▶ _PROBLEMS AND TASKS_:
**a.** Answer these questions using the article on the alleged JFK airport plot:
(i) Which airport was the alleged plot targeting?
(ii) At which airport was Rafi Ron formerly head of security?
(iii) How many explosions did the engineer among the alleged plotters say the tanks at JFK would probably require?
**b.** Write out the section of the article on the alleged JFK airport plot starting with "That difficulty apparently" and going on through "parked at gates.".

Interestingly, according to experts, the plot, which was immediately characterized as being potentially cataclysmic, was somewhat overblown…
“The premise is right out of a disaster movie: Ignite the massive fuel tanks required to keep an international airport up and running each day, stand back, and watch a chain reaction of explosions throughout the labyrinth of pipelines running underneath the tarmac.
But aviation experts cautioned Saturday that the alleged plot targeting John F. Kennedy International Airport in New York would have faced many hurdles, not least of which is the fact that jet fuel does not easily explode.
“The level of catastrophe that may be created is much more limited than most people would expect,” said Rafi Ron, former head of security at Tel Aviv’s Ben Gurion International Airport. “The fuel that we are talking about is mostly jet fuel, which, unlike the gasoline most people put into their cars, is not that susceptible to explosion.”
That difficulty apparently concerned one of the alleged plotters — an engineer who, federal authorities said in their complaint, explained to his associates that the tanks at JFK would probably require two explosions to provide enough oxygen to ignite the fuel.
But even then, aviation security experts said, fire would not have spread through the pressurized pipelines that bring fuel out to airplanes parked at gates.
“The probability that an explosion would travel through the pipeline and destroy targets along the tarmac is almost nil,” said Ron, now president of New Age Security Solutions in Rockville, Md. “The exception would be pipelines that are not in use and contain vapor.”

▶ _RAW RECORDS_:

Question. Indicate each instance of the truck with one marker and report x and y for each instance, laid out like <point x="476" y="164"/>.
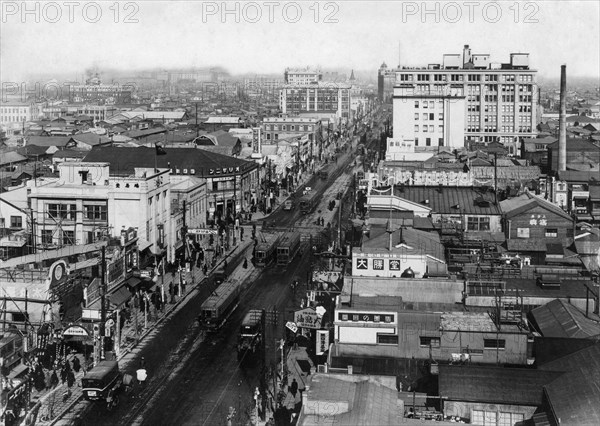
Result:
<point x="250" y="337"/>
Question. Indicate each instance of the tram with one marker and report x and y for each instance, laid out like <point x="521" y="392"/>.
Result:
<point x="266" y="253"/>
<point x="309" y="202"/>
<point x="220" y="305"/>
<point x="288" y="247"/>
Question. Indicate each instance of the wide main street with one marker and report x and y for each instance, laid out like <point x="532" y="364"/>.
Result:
<point x="195" y="378"/>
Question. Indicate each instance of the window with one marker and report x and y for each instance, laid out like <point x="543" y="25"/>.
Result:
<point x="510" y="419"/>
<point x="485" y="418"/>
<point x="46" y="236"/>
<point x="96" y="212"/>
<point x="68" y="237"/>
<point x="387" y="339"/>
<point x="64" y="211"/>
<point x="494" y="343"/>
<point x="16" y="222"/>
<point x="425" y="342"/>
<point x="478" y="223"/>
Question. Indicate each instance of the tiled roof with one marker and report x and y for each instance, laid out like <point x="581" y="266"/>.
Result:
<point x="48" y="140"/>
<point x="444" y="201"/>
<point x="11" y="157"/>
<point x="576" y="145"/>
<point x="494" y="385"/>
<point x="560" y="319"/>
<point x="90" y="138"/>
<point x="123" y="160"/>
<point x="358" y="403"/>
<point x="574" y="396"/>
<point x="524" y="202"/>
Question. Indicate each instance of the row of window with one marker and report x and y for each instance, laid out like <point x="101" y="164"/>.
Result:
<point x="428" y="142"/>
<point x="292" y="127"/>
<point x="428" y="129"/>
<point x="470" y="77"/>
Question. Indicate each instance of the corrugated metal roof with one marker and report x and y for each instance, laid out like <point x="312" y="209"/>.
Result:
<point x="574" y="396"/>
<point x="445" y="199"/>
<point x="496" y="385"/>
<point x="559" y="319"/>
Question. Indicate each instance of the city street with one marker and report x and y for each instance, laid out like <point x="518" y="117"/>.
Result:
<point x="195" y="378"/>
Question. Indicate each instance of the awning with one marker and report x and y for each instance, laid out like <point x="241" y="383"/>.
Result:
<point x="133" y="282"/>
<point x="119" y="297"/>
<point x="143" y="244"/>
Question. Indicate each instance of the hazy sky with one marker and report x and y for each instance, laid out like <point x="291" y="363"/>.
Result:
<point x="265" y="37"/>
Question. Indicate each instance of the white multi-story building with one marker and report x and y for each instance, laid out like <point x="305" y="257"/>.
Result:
<point x="302" y="76"/>
<point x="430" y="121"/>
<point x="325" y="100"/>
<point x="500" y="98"/>
<point x="86" y="203"/>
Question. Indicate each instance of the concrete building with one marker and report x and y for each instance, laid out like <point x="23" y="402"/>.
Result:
<point x="89" y="201"/>
<point x="329" y="100"/>
<point x="501" y="98"/>
<point x="429" y="120"/>
<point x="301" y="76"/>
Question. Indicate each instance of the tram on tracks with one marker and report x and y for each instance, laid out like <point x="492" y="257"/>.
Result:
<point x="288" y="247"/>
<point x="217" y="308"/>
<point x="309" y="202"/>
<point x="266" y="253"/>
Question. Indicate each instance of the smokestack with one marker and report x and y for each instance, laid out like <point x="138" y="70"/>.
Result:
<point x="466" y="55"/>
<point x="562" y="125"/>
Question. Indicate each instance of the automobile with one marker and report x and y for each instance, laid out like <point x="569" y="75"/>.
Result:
<point x="220" y="275"/>
<point x="103" y="383"/>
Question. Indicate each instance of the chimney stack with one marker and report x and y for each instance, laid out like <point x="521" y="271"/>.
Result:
<point x="562" y="124"/>
<point x="466" y="55"/>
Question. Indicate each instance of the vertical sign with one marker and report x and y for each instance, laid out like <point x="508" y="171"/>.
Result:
<point x="322" y="341"/>
<point x="256" y="140"/>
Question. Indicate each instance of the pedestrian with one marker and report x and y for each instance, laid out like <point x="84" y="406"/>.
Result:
<point x="70" y="378"/>
<point x="76" y="364"/>
<point x="54" y="379"/>
<point x="294" y="388"/>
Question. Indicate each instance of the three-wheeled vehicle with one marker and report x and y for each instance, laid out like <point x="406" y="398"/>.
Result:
<point x="220" y="275"/>
<point x="103" y="383"/>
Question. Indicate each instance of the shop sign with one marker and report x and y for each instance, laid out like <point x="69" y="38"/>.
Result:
<point x="322" y="341"/>
<point x="223" y="170"/>
<point x="307" y="318"/>
<point x="75" y="330"/>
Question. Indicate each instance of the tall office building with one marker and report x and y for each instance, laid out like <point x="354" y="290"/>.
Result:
<point x="500" y="98"/>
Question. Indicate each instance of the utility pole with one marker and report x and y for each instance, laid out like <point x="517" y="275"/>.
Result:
<point x="103" y="304"/>
<point x="183" y="238"/>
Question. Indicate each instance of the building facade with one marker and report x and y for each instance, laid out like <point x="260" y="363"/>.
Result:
<point x="501" y="98"/>
<point x="432" y="121"/>
<point x="328" y="99"/>
<point x="87" y="202"/>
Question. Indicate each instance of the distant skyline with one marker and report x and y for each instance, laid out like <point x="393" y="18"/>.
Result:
<point x="350" y="34"/>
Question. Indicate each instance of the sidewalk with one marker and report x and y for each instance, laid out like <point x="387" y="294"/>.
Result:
<point x="54" y="403"/>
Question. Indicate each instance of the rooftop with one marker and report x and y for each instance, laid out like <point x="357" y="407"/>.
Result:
<point x="560" y="319"/>
<point x="494" y="385"/>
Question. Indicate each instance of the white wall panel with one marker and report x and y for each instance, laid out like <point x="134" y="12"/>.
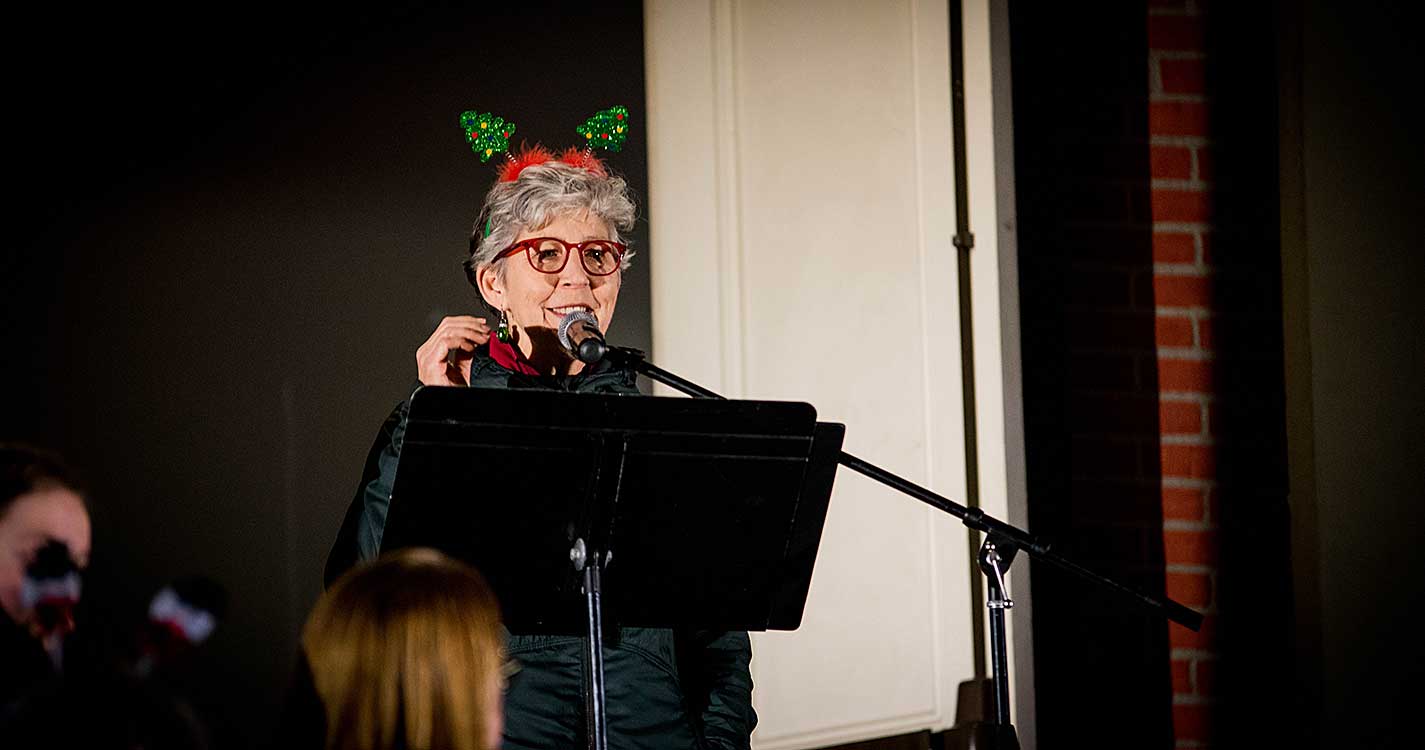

▶ _FULL ANSWERS_:
**a.**
(i) John F. Kennedy International Airport in New York
(ii) Tel Aviv's Ben Gurion International Airport
(iii) Two

**b.**
That difficulty apparently concerned one of the alleged plotters — an engineer who, federal authorities said in their complaint, explained to his associates that the tanks at JFK would probably require two explosions to provide enough oxygen to ignite the fuel.
But even then, aviation security experts said, fire would not have spread through the pressurized pipelines that bring fuel out to airplanes parked at gates.